-- Entries provided follows --

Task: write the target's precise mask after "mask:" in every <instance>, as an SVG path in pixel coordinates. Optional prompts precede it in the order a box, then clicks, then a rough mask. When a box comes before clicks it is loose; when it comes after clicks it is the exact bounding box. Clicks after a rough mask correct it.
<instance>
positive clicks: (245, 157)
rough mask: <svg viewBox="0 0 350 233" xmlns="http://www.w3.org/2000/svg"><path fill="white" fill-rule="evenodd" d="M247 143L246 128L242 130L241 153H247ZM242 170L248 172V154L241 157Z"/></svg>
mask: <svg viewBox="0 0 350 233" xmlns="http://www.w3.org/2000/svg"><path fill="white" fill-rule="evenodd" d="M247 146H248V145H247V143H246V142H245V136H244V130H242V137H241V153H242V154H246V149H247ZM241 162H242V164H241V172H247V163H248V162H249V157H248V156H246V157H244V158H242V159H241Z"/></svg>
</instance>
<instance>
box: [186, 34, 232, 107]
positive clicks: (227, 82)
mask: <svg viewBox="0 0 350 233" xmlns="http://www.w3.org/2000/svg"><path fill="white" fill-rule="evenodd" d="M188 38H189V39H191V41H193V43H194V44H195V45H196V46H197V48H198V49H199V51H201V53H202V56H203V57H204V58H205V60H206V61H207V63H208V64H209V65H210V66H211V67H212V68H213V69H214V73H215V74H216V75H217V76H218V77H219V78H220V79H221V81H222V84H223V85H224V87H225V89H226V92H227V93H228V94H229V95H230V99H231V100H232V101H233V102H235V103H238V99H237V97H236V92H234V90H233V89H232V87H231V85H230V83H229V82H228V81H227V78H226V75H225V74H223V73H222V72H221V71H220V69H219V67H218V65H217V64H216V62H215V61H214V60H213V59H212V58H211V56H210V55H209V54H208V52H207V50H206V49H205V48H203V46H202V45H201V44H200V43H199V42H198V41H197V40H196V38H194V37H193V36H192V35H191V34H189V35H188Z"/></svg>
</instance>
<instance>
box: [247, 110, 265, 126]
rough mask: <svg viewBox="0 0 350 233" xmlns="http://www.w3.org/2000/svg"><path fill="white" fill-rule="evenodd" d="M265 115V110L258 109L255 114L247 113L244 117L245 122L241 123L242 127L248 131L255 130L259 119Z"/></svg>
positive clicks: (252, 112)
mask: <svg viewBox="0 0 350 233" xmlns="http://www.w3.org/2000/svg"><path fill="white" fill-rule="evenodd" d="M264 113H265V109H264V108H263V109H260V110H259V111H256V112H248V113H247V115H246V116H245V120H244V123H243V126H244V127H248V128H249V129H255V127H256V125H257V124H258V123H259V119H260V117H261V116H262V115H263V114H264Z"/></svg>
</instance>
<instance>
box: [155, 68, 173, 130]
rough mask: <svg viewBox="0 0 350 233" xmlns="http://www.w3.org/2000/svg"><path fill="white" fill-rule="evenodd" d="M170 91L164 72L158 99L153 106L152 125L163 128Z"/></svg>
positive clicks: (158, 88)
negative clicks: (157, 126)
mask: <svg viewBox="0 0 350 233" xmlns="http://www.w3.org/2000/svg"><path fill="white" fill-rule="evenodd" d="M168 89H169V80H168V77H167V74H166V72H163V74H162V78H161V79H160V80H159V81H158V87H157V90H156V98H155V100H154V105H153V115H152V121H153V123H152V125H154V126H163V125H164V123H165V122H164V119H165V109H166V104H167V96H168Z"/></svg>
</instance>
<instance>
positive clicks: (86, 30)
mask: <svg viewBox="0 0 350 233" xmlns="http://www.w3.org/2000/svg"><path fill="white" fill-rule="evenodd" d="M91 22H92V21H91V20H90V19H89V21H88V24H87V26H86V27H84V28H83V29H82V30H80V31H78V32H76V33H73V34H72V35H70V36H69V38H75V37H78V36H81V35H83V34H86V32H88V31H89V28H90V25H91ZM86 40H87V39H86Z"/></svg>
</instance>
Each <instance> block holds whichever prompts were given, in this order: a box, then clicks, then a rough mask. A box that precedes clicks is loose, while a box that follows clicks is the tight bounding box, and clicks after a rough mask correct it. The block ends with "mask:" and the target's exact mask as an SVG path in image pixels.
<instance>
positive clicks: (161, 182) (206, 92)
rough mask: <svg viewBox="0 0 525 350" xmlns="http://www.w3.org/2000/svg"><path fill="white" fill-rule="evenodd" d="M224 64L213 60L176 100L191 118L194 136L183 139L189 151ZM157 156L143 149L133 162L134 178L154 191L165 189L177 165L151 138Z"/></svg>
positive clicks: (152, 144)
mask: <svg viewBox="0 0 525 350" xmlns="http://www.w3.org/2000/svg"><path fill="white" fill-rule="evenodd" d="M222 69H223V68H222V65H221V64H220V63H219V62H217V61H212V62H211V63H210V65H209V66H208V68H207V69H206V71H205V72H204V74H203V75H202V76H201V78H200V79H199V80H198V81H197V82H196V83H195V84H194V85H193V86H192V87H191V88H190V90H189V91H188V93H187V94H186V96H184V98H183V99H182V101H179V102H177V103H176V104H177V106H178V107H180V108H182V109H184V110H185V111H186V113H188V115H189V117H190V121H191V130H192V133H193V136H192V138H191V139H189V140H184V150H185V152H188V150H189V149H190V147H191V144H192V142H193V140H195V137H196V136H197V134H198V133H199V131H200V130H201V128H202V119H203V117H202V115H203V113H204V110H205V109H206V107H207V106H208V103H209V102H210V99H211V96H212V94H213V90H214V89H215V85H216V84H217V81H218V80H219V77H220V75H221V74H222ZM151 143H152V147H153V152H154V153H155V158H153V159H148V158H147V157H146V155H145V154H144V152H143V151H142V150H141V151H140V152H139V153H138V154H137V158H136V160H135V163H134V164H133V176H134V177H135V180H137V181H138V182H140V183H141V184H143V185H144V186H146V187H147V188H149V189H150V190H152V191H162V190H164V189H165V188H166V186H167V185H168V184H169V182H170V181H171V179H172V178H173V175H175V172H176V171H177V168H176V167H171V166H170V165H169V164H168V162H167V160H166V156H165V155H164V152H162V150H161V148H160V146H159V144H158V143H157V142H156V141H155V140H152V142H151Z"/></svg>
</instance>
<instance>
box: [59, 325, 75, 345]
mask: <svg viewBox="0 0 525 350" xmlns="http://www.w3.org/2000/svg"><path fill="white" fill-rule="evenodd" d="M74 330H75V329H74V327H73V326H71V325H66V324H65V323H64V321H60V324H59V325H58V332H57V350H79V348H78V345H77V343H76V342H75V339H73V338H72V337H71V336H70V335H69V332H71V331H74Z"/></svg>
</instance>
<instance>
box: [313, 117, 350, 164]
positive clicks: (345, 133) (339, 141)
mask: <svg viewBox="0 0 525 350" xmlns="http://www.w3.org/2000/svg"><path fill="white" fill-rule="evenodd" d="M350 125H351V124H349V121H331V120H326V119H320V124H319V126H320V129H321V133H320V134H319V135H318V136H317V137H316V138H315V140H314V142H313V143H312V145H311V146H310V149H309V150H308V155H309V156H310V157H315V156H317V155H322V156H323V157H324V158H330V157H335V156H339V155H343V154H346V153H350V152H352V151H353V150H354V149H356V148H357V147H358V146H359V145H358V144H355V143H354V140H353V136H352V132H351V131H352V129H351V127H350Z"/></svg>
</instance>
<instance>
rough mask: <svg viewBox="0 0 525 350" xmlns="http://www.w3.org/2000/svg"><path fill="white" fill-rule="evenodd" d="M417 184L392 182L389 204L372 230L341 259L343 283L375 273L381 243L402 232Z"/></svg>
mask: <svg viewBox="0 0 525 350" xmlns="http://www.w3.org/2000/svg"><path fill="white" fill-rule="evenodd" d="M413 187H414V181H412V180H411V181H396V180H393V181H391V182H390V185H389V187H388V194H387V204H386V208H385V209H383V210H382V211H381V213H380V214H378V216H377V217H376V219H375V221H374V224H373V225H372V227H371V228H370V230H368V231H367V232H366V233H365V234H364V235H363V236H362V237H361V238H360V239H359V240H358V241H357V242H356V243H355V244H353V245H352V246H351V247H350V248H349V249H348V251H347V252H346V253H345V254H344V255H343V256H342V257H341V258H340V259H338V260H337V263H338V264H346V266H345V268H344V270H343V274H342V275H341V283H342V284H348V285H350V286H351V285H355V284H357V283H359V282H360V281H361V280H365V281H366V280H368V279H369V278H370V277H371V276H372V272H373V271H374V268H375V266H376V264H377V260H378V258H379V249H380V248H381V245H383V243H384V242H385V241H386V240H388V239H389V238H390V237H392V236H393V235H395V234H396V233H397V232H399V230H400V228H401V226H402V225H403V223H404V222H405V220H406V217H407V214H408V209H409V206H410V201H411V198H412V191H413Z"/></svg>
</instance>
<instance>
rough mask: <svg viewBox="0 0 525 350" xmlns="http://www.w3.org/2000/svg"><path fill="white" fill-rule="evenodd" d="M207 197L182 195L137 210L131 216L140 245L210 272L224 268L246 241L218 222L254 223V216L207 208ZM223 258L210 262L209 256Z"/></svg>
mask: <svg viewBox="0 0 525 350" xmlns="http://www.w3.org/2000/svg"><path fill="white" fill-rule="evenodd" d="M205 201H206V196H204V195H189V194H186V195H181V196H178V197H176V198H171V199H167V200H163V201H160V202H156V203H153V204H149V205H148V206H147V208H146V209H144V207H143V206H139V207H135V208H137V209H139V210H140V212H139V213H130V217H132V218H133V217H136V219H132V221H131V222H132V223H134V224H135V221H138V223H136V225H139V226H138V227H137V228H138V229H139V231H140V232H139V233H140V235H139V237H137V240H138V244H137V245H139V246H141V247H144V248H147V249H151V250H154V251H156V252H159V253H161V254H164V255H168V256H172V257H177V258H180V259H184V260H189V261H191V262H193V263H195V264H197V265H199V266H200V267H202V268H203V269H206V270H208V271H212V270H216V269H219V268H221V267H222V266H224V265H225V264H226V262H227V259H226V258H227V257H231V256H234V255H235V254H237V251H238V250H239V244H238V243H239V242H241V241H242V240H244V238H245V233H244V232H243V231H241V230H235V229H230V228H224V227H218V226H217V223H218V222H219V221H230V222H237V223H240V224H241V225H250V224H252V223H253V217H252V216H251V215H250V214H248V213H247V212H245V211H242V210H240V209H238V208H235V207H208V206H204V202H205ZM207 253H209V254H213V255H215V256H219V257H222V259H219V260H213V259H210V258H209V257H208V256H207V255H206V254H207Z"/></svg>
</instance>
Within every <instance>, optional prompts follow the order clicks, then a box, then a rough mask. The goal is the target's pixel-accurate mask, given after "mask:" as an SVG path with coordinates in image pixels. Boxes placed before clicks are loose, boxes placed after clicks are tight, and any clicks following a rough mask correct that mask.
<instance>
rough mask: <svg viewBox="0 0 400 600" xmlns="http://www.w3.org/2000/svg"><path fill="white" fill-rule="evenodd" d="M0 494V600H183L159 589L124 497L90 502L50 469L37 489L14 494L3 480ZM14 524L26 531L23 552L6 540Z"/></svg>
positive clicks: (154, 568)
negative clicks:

-- Entries provided concluded --

Start at the first line of the entries and stop at the line with "positive clicks: (245, 157)". Retype each of those lines exactly, both ends included.

Task: write the target's precise mask after "mask:" in every <instance>, as an SVG path in pixel coordinates. Optional prompts precede it in the order a box, then clicks, then a rough mask. When a box comes before clicks it is loose; when it comes after clicks it is the exact bounding box. Clicks after a rough mask correct it.
<instance>
positive clicks: (245, 157)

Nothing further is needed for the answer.